After sticking to some fairly familiar names for numbers ten, nine, and eight in the countdown, I thought I would take a slight turn towards the obscure. This poet is certainly deserving of this spot. However, prior to researching this series of blog posts, I had never heard of her. But I'm certainly glad her name popped up in my search for the greatest female poets in history, because not only are her poems magnificent, but her back-story is inspirational as well.
Qiu Jin (1875-1907) lived during the Qing Dynasty in China. She spoke out against injustices such as the binding of females' feet and other traditions such as arranged marriages and restrictions on education of girls and women. She founded a revolutionary literary journal and worked to organize revolutionary activities. Arrested while serving as principal of a girls' boarding school, Qiu was subsequently tortured and beheaded. Her memory and legend live on in Chinese history as a valiant martyr who helped inspire China's revolution in 1911.
Qiu's poems are powerful, especially when read within the context of her life. Here's one entitled: "On Request For a Poem:"
Do not tell me women
are not the stuff of heroes,
I alone rode over the East Sea's
winds for ten thousand leagues.
My poetic thoughts ever expand,
like a sail between ocean and heaven.

Work instruction 1
Transcribe the blog post on Qiu Jin from "Qiu Jin (1875-1907)" to "revolution in 1911.".
Work instruction 2
Answer these questions from the blog post on Qiu Jin:
(a) During which dynasty did Qiu Jin live?
(b) What position did she hold when she was arrested?
(c) What is the title of the poem quoted?
Work only from the blog post on Qiu Jin.

Record extracts
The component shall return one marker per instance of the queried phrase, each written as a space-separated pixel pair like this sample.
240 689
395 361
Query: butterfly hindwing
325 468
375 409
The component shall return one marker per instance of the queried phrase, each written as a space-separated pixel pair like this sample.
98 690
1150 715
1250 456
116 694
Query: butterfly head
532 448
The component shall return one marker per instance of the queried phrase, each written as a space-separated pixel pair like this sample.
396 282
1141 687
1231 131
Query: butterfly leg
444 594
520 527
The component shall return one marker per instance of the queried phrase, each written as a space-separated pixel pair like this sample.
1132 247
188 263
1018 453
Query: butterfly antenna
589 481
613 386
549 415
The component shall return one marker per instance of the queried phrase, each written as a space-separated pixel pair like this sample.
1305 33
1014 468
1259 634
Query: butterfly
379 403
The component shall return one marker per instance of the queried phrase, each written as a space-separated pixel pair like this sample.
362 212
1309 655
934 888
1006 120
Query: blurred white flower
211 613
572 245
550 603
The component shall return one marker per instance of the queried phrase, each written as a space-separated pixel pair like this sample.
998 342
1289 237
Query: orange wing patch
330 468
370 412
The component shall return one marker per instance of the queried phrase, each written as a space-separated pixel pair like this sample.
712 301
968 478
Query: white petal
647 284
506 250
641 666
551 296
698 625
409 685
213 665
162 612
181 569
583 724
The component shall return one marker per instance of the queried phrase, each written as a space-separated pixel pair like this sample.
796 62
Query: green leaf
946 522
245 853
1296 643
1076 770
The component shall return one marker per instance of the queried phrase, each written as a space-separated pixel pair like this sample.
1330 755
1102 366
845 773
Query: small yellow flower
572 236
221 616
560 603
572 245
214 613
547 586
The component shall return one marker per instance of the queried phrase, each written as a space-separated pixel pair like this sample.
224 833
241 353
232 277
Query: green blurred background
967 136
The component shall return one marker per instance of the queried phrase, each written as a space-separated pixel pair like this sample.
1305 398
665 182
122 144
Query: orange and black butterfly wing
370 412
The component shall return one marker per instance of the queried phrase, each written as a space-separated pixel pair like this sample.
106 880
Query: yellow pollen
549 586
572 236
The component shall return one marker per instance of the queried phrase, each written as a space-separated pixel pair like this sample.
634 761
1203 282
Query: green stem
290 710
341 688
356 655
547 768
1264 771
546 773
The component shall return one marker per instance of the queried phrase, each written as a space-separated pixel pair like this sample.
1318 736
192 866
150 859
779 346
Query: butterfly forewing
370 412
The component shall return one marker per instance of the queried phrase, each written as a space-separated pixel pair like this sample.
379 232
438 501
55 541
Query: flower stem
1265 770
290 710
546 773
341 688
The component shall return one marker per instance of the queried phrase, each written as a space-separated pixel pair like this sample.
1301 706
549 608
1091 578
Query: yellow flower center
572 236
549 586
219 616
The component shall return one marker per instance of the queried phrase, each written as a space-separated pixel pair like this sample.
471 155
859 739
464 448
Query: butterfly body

Response 1
Qiu Jin (1875-1907) lived during the Qing Dynasty in China. She spoke out against injustices such as the binding of females' feet and other traditions such as arranged marriages and restrictions on education of girls and women. She founded a revolutionary literary journal and worked to organize revolutionary activities. Arrested while serving as principal of a girls' boarding school, Qiu was subsequently tortured and beheaded. Her memory and legend live on in Chinese history as a valiant martyr who helped inspire China's revolution in 1911.

Response 2
(a) The Qing Dynasty
(b) Principal of a girls' boarding school
(c) "On Request For a Poem"